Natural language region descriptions
- Opening Delimiter -
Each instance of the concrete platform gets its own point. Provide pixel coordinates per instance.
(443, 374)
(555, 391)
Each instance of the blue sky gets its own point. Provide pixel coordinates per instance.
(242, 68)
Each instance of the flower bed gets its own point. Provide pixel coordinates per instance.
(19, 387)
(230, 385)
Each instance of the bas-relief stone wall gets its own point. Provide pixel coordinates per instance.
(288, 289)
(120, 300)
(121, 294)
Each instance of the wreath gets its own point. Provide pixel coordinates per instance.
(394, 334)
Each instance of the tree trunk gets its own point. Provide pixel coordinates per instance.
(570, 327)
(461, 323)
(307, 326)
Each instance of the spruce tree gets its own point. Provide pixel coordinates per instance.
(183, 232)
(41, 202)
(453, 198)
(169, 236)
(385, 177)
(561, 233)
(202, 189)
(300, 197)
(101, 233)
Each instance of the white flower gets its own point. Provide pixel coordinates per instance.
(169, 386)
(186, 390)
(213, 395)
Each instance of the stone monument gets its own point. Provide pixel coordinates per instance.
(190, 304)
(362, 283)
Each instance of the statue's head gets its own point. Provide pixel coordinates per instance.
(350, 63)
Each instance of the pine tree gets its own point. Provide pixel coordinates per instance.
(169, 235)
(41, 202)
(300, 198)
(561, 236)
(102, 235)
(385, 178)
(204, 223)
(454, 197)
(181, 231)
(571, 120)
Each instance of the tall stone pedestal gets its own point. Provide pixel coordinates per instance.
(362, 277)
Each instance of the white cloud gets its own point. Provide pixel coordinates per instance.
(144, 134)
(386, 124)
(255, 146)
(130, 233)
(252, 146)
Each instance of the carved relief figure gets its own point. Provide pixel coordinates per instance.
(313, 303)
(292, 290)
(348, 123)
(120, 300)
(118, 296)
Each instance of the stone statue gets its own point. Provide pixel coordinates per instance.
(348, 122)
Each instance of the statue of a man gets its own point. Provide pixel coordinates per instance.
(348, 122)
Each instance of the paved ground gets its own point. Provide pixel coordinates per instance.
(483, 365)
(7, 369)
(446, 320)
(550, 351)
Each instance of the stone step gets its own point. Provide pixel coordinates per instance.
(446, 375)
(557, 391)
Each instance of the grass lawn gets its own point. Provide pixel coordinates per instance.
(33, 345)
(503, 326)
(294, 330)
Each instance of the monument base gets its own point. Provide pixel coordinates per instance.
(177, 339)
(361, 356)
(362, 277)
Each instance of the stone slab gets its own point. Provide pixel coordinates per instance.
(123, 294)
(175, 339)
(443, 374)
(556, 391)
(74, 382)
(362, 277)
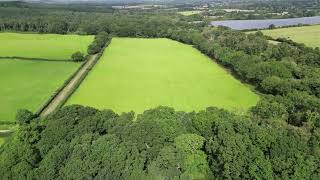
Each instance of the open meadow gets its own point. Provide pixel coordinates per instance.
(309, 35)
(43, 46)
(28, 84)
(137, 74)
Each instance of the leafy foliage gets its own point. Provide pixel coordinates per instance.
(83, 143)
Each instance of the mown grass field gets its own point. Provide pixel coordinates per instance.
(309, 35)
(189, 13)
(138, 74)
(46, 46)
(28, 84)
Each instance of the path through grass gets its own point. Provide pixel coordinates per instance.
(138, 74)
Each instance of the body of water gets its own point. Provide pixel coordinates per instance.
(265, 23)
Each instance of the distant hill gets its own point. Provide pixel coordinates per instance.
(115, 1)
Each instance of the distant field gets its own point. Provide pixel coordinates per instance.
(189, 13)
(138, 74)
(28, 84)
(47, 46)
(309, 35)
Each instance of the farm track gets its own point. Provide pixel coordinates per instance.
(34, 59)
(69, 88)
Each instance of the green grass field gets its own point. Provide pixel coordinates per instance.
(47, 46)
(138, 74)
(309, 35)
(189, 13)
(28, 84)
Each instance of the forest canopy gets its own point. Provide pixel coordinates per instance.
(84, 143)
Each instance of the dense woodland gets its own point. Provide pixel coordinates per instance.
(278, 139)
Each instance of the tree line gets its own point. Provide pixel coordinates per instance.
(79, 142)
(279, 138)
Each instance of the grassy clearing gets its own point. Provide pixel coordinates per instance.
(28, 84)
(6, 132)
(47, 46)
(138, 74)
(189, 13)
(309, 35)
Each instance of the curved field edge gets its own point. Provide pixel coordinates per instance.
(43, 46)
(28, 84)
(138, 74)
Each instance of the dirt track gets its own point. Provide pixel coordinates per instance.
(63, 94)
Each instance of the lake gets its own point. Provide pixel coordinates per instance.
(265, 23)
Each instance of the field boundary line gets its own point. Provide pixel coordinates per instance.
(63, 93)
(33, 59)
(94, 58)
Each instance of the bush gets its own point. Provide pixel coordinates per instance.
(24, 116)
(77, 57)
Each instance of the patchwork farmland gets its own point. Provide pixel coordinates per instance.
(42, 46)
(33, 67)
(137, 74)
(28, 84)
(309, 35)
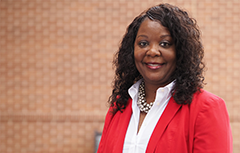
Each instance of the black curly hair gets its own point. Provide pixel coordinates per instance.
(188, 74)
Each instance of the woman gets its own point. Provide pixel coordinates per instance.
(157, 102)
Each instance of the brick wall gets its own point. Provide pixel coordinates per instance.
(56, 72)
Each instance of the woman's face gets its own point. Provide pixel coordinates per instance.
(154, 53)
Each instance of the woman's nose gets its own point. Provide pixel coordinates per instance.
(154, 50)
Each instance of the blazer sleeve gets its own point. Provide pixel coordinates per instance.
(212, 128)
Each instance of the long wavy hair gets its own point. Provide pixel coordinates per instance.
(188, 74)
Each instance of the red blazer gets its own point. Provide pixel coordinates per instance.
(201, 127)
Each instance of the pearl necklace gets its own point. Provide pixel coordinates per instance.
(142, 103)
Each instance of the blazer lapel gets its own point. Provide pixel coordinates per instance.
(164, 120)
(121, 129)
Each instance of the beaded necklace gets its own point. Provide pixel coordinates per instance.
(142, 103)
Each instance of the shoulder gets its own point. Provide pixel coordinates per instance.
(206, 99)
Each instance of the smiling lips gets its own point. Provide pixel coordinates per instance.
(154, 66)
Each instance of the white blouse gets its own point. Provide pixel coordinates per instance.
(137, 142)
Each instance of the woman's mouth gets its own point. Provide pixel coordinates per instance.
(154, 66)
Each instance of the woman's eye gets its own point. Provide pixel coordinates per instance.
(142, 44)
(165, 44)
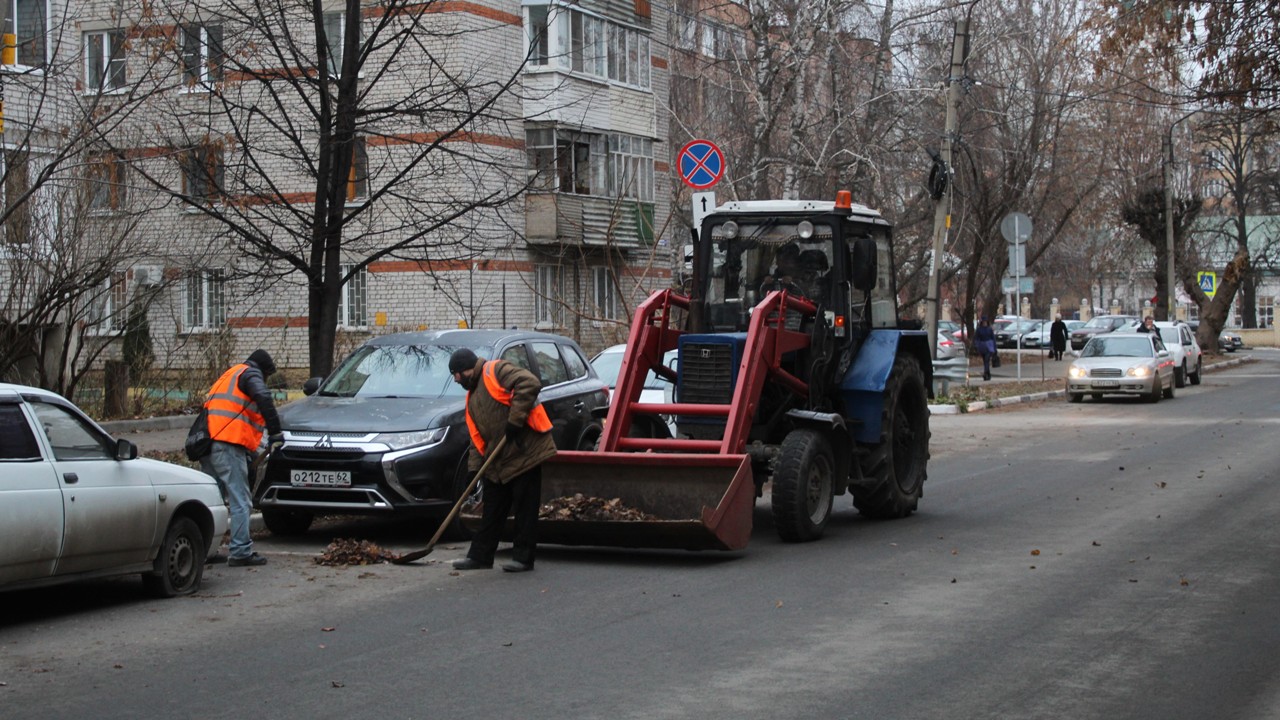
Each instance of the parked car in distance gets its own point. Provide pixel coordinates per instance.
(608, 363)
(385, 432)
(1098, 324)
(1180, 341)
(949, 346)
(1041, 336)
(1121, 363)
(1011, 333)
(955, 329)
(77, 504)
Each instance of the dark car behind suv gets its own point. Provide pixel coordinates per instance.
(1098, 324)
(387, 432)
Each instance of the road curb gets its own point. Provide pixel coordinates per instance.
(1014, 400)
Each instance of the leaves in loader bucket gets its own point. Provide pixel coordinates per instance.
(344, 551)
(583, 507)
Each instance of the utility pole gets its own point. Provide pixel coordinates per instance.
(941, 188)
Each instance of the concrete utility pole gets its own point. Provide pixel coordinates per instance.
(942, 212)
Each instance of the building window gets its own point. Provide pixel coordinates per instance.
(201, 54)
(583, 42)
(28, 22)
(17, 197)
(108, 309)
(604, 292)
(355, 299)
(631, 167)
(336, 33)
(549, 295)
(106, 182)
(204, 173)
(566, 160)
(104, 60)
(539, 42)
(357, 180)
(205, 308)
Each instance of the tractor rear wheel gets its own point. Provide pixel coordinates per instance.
- Closing Delimiter -
To do: The pictures alone are to be left out when the data above is copied; all else must match exactly.

Final answer:
Each instance of the concrete platform gets its own point. Provide pixel coordinates per instance.
(443, 374)
(555, 391)
Each instance of the blue sky gets its own point. Provide pixel coordinates per instance.
(242, 68)
Each instance of the flower bed gets its own point. Provide pixel coordinates per instance.
(19, 387)
(230, 385)
Each instance of the bas-relief stone wall gets its own point. Provide pixel coordinates per instance.
(288, 289)
(120, 300)
(121, 294)
Each instance of the wreath gets its own point. Provide pixel coordinates per instance.
(394, 334)
Each instance of the tree trunk gets its own point. Provide pixel coordinates per instance.
(570, 327)
(461, 323)
(307, 326)
Each instance of the spruce tree gets its own point. Provide pixel coordinates per instance.
(183, 232)
(41, 202)
(453, 198)
(169, 236)
(385, 177)
(561, 233)
(202, 189)
(300, 197)
(101, 233)
Each instance of the white flower gets its own point. Provide pixel coordinates per instance.
(169, 386)
(186, 390)
(213, 395)
Each instance of the stone monument gets its own point. Provide pixel coordinates per instance.
(190, 304)
(362, 283)
Each instance of the statue's head gets its own point. Provide pixel coordinates per instance.
(350, 63)
Each instance of the pine tree gets its own point. Provide pixel coordinates per instance.
(169, 235)
(41, 202)
(300, 198)
(561, 236)
(102, 235)
(385, 178)
(204, 223)
(454, 197)
(181, 231)
(571, 120)
Each instance of the tall stone pedestal gets its own point. Provide pixel coordinates per instance.
(362, 277)
Each instance of the white cloud gets its own point. Provide pixel coordinates per instance.
(144, 134)
(386, 124)
(255, 146)
(130, 233)
(252, 146)
Each instance of the carved relief figure gets its own point. Provide pixel coordinates per instance.
(313, 303)
(292, 290)
(348, 123)
(120, 300)
(118, 296)
Each instance of the stone statue gets its own point. Provide pixel coordinates per instance.
(348, 122)
Each instance of the statue of a man gets its own point. Provide pixel coordinates per instance.
(348, 122)
Each instance of the paved ground gets its own point. Provide pixel coordinates per instance.
(483, 365)
(7, 369)
(446, 320)
(550, 351)
Each instance of the stone step gets its own point. Provide pixel coordinates per instance.
(446, 375)
(557, 391)
Each instance of the grass lawn gets its own point. Provide pixel coordinates per instance.
(33, 345)
(503, 326)
(294, 330)
Each instance of the monument base gets its own point. Provide pixel coordinates per instance.
(177, 339)
(361, 356)
(362, 277)
Each instance of the stone slab gets its own point. Provide pixel coordinates per instance.
(123, 294)
(175, 339)
(443, 374)
(556, 391)
(74, 382)
(362, 277)
Each instance of the open meadow gets its own point. Provide pixel coordinates per instance.
(309, 35)
(43, 46)
(28, 84)
(137, 74)
Each instance of the leafy foliage gets its own point. Provide pixel coordinates per instance.
(83, 143)
Each instance of the mown grass field gets its own point. Provide pixel coordinates per instance.
(309, 35)
(189, 13)
(138, 74)
(46, 46)
(28, 84)
Each instance of the path through grass gets its own point. Provide pixel coordinates per instance.
(138, 74)
Each instance of the body of water gets its own point. Provide pixel coordinates per instance.
(265, 23)
Each instance of the distant hill gets its own point. Provide pixel coordinates per instance.
(115, 1)
Each instance of the distant field gets its own point. Provide pixel coordinates per instance.
(189, 13)
(138, 74)
(28, 84)
(47, 46)
(309, 35)
Each instance of the farm track gets its own point. Provide pixel coordinates per instance.
(34, 59)
(69, 88)
Each instance of the green grass field gets its own point. Provide pixel coordinates per instance.
(47, 46)
(138, 74)
(309, 35)
(189, 13)
(28, 84)
Each instance of the forest canopy gets its own point. Provide pixel coordinates per instance.
(84, 143)
Each instance of the dense woodland gets its own point. Provide pixel coordinates per instance.
(278, 139)
Each instance of the tree line gets its own point. Provide pixel coordinates per instance.
(79, 142)
(279, 138)
Each instance of the grassy clearing gets its own point. Provide pixel coordinates per instance.
(28, 84)
(6, 132)
(47, 46)
(138, 74)
(189, 13)
(309, 35)
Each instance of the curved field edge gets its own point. Provide pixel coordinates per instance.
(43, 46)
(28, 84)
(138, 74)
Each instance of the dirt track gets its own point. Provide pixel coordinates per instance.
(63, 94)
Each instance of the lake gets its own point. Provide pixel coordinates per instance.
(265, 23)
Each instance of the field boundary line gets its own point. Provide pixel coordinates per instance.
(63, 93)
(33, 59)
(94, 58)
Each instance of the bush gets its own point. Provide pixel coordinates per instance.
(24, 116)
(77, 57)
Each instance of the patchwork farmland gets its own point. Provide pixel coordinates per instance.
(42, 46)
(33, 67)
(137, 74)
(28, 84)
(309, 35)
Each instance of the black curly hair gets its own point. Provide pixel coordinates per instance.
(188, 74)
Each instance of the woman gets its own point. Provide pixel coordinates per instance.
(157, 102)
Each instance of the brick wall gets its own point. Provide pixel coordinates per instance.
(56, 72)
Each instance of the woman's face gets its own point. Provide pixel coordinates per instance.
(154, 53)
Each instance of the woman's nose gets its own point. Provide pixel coordinates per instance.
(154, 50)
Each instance of the blazer sleeve gets its own point. Provide pixel coordinates per instance.
(212, 128)
Each instance of the long wavy hair gets its own point. Provide pixel coordinates per instance.
(188, 74)
Each instance of the red blazer gets its own point. Provide pixel coordinates per instance.
(201, 127)
Each instance of the pearl necklace gets its own point. Provide pixel coordinates per instance.
(142, 103)
Each instance of the blazer lapel gets its own point. Provide pixel coordinates per instance.
(164, 120)
(121, 129)
Each instance of the beaded necklace gets its own point. Provide pixel coordinates per instance.
(142, 103)
Each instance of the shoulder gets its own point. Provide pixel coordinates per instance.
(206, 99)
Each instance of the smiling lips gets its own point. Provide pixel coordinates per instance.
(154, 66)
Each instance of the white blouse gets its own point. Provide pixel coordinates per instance.
(137, 142)
Each instance of the woman's mouth gets its own point. Provide pixel coordinates per instance.
(154, 66)
Each instance of the woman's eye gets its own point. Provide pixel coordinates per instance.
(142, 44)
(165, 44)
Each instance of the parked car in distance gets its own point. Provide pixel coordinates per instance.
(608, 363)
(385, 432)
(1098, 324)
(1180, 341)
(949, 346)
(1041, 336)
(1121, 363)
(1011, 333)
(955, 329)
(77, 504)
Each instance of the dark car behind suv gets its own point. Provide pixel coordinates per instance.
(1098, 324)
(387, 432)
Each instance of the road curb gets its own point. Provide pixel coordinates per instance.
(1014, 400)
Each instance of the leaves in loader bucket gets its own point. Provide pixel coordinates per instance.
(344, 551)
(583, 507)
Each instance of the utility pole gets its own point. Provide pixel coordinates per instance.
(941, 188)
Each instance of the concrete utility pole gets its own point. Provide pixel coordinates per instance.
(942, 212)
Each instance of the building window gets its own point. Provide pixel coordinates per instance.
(201, 54)
(583, 42)
(28, 22)
(17, 197)
(108, 309)
(604, 292)
(355, 299)
(631, 167)
(336, 33)
(549, 295)
(106, 182)
(204, 173)
(566, 160)
(104, 60)
(539, 42)
(357, 180)
(205, 308)
Each instance of the tractor rear wheel gets its own point. Provide pixel coordinates per instance.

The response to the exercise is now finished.